Print all the data that follows exactly, images excluded.
---------- DATA TO PROCESS
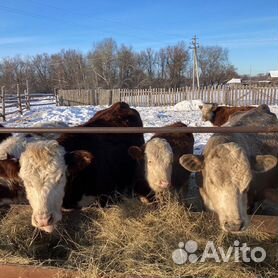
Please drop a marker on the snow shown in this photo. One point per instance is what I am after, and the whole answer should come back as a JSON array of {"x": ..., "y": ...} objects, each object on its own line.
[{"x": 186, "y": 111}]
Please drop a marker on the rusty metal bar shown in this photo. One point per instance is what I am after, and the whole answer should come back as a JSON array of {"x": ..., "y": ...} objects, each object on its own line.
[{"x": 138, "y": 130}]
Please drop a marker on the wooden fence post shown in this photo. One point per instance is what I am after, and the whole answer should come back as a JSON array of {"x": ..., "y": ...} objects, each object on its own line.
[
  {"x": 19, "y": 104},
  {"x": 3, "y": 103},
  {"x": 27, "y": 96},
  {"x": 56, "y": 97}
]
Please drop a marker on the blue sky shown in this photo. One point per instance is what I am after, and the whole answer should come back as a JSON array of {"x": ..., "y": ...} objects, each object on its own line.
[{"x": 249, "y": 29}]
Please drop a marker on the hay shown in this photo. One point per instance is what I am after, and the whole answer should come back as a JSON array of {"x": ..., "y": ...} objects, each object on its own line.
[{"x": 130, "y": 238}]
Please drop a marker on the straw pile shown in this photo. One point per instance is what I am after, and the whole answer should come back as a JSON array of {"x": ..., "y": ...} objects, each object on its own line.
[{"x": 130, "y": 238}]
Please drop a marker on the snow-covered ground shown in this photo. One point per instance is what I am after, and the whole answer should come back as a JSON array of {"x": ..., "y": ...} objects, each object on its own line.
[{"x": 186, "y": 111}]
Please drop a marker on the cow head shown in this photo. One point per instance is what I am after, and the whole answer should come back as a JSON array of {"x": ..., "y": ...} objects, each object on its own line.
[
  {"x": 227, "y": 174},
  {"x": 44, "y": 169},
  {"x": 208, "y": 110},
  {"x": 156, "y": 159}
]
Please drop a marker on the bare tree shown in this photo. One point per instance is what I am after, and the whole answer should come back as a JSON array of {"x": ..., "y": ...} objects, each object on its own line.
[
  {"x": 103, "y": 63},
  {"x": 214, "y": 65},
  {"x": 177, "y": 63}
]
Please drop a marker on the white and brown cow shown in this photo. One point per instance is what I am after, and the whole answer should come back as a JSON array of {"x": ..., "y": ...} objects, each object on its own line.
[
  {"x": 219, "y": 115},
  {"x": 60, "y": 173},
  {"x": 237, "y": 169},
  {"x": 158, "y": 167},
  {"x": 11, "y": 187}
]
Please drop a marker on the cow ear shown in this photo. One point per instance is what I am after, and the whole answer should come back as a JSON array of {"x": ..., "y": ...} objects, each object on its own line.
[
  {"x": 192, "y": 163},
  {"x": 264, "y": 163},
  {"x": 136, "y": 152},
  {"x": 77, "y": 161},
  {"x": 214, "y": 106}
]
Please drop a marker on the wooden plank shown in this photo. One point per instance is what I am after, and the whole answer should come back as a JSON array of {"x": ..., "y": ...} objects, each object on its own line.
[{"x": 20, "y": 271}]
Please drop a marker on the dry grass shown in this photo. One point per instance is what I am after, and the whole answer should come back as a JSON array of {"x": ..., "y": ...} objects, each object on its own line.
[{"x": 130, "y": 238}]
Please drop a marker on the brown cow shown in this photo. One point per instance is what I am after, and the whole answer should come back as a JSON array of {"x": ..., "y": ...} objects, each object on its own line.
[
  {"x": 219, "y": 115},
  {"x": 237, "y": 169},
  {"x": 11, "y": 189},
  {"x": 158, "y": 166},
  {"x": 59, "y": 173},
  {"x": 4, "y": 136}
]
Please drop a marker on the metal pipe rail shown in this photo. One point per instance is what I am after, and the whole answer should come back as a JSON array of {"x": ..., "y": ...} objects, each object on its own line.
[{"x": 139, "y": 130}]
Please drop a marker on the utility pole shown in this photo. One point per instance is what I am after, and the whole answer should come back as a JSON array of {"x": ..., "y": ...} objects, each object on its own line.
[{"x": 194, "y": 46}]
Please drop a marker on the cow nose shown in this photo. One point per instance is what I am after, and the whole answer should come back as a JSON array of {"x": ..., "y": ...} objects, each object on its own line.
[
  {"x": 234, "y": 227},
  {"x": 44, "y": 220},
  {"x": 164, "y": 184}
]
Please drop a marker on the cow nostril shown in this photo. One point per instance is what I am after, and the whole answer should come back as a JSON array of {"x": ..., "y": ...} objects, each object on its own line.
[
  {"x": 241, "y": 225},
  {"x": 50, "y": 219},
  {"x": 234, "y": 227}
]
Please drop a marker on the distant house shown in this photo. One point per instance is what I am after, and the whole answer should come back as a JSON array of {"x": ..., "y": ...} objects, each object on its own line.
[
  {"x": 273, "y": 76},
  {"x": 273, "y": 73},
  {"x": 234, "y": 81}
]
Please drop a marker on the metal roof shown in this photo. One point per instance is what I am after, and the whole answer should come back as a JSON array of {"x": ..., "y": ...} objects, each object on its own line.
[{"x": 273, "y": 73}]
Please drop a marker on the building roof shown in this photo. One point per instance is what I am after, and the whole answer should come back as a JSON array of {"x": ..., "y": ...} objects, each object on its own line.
--------------------
#### [WRITTEN RESPONSE]
Please drop a marker on the snow shown in this photo. One point per instance is what I am after, and the whole answer should come back as a JSON array of {"x": ..., "y": ...} objects, each object on its own line.
[{"x": 186, "y": 111}]
Please drop a marker on the rusty metal bar shown in this photo. One point per instance is what I am after, and the whole answer should come back as a JSON array of {"x": ..., "y": ...} objects, each object on its own line.
[{"x": 138, "y": 130}]
Please drop a marker on the wooden fence post shown in this photo. One point per instance is what I am after, and the whole answer should come back as a JSON array of {"x": ..., "y": ...} objects, each object on its own line.
[
  {"x": 19, "y": 104},
  {"x": 3, "y": 103},
  {"x": 27, "y": 96},
  {"x": 56, "y": 97}
]
Please drop a marker on the blue sky shown in this photo. One point per instance is what I am after, and the whole answer should come back as a JSON array of {"x": ..., "y": ...} objects, each object on its own line.
[{"x": 249, "y": 29}]
Please drop a marker on the hay shown in this photo. One point per instance is what I am after, and the whole answer should come back as a JSON array of {"x": ..., "y": ...} objects, each object on its own line.
[{"x": 130, "y": 238}]
Please drop a marker on the straw pile shown in this photo. One point per instance is what I am after, and the whole answer should come back as a JSON array of {"x": ..., "y": ...} objects, each object on its own line.
[{"x": 130, "y": 238}]
Please drop a marker on the snow-covered ground shown in this photo. One point per instance is what I am after, and the whole answer should come back as a JSON array of {"x": ..., "y": ...} objects, each object on its own line.
[{"x": 186, "y": 111}]
Please drop a marker on the cow head shown in this photo. One point per instance is what I am after, and the whole answer should come back as a JSON array of {"x": ..., "y": ...} objects, each object on its own line.
[
  {"x": 227, "y": 174},
  {"x": 44, "y": 169},
  {"x": 208, "y": 110},
  {"x": 156, "y": 159}
]
Please drop a marker on the bare tree shown in this photo. One point per instance is what I am after, and the whole answer should come back as a JSON array of {"x": ..., "y": ...} objects, each object on its own line.
[
  {"x": 103, "y": 63},
  {"x": 214, "y": 65},
  {"x": 177, "y": 63}
]
Please drop a marker on the white and brown cow shown in this photo. One point per instance is what I am after, and the whole answer should come back as a JSON array of {"x": ..., "y": ...} objects, each object on its own line.
[
  {"x": 219, "y": 115},
  {"x": 60, "y": 173},
  {"x": 237, "y": 169},
  {"x": 158, "y": 167},
  {"x": 11, "y": 187}
]
Please drop a marker on the cow ear shown in this photo. One point per instance is what I am after, and the whole answer should come back as a JSON array of {"x": ..., "y": ...} objects, each object on its own line.
[
  {"x": 192, "y": 163},
  {"x": 264, "y": 163},
  {"x": 136, "y": 152},
  {"x": 77, "y": 161},
  {"x": 214, "y": 106}
]
Please drop a marker on the wooden plank shown in this photo. One point per instance is what I am after, and the whole answer should come back as a JSON array of {"x": ..., "y": ...} objects, each object on its own line.
[{"x": 20, "y": 271}]
Please drop a marker on the dry grass shown in this photo. One point per instance is what I am after, and the whole answer should come back as a JSON array of {"x": ..., "y": ...} objects, each object on its own line.
[{"x": 130, "y": 238}]
Please drop a marker on the brown cow shown in this photo. One point per instance is what I am after, and the whole answer should come back as a JSON array of {"x": ..., "y": ...} objects, each object on its own line.
[
  {"x": 219, "y": 115},
  {"x": 237, "y": 169},
  {"x": 11, "y": 189},
  {"x": 158, "y": 166},
  {"x": 59, "y": 173},
  {"x": 4, "y": 136}
]
Please drop a marker on the metal pipe rail shown in this photo. One point per instance is what I am after, and the whole answer should come back as a JSON array of {"x": ..., "y": ...} objects, each object on its own line.
[{"x": 139, "y": 130}]
Please drop a marker on the utility pole shown in this photo. One point per instance is what I am after, and the whole answer should come back as a JSON array of {"x": ..., "y": ...} objects, each object on its own line.
[{"x": 194, "y": 46}]
Please drop a marker on the cow nose shown in this photo. One point per instance is what I am after, and the whole answer should come back as a JSON array of {"x": ..., "y": ...} objects, each object on its own line.
[
  {"x": 234, "y": 227},
  {"x": 44, "y": 220},
  {"x": 164, "y": 184}
]
Please drop a marker on the cow nostril shown in this photo. One point per instance is what I am after, and the whole answer should come back as a JSON array of {"x": ..., "y": ...} objects, each object on its own line.
[
  {"x": 241, "y": 225},
  {"x": 50, "y": 219},
  {"x": 234, "y": 227}
]
Please drop a marker on the distant house shown in this photo. One point per instance is what I am after, and the whole answer should come back as a JSON array of {"x": ..., "y": ...} objects, each object on its own line.
[
  {"x": 273, "y": 76},
  {"x": 273, "y": 73},
  {"x": 234, "y": 81}
]
Please drop a marker on the metal roof shown in this photo. One point per instance is what I am after, and the whole answer should come back as a JSON array of {"x": ..., "y": ...} objects, each object on its own line.
[{"x": 273, "y": 73}]
Please drop a marker on the building roof shown in this photo. One point per instance is what I am after, and the whole answer should come back as a JSON array of {"x": ..., "y": ...} objects, each object on its own line.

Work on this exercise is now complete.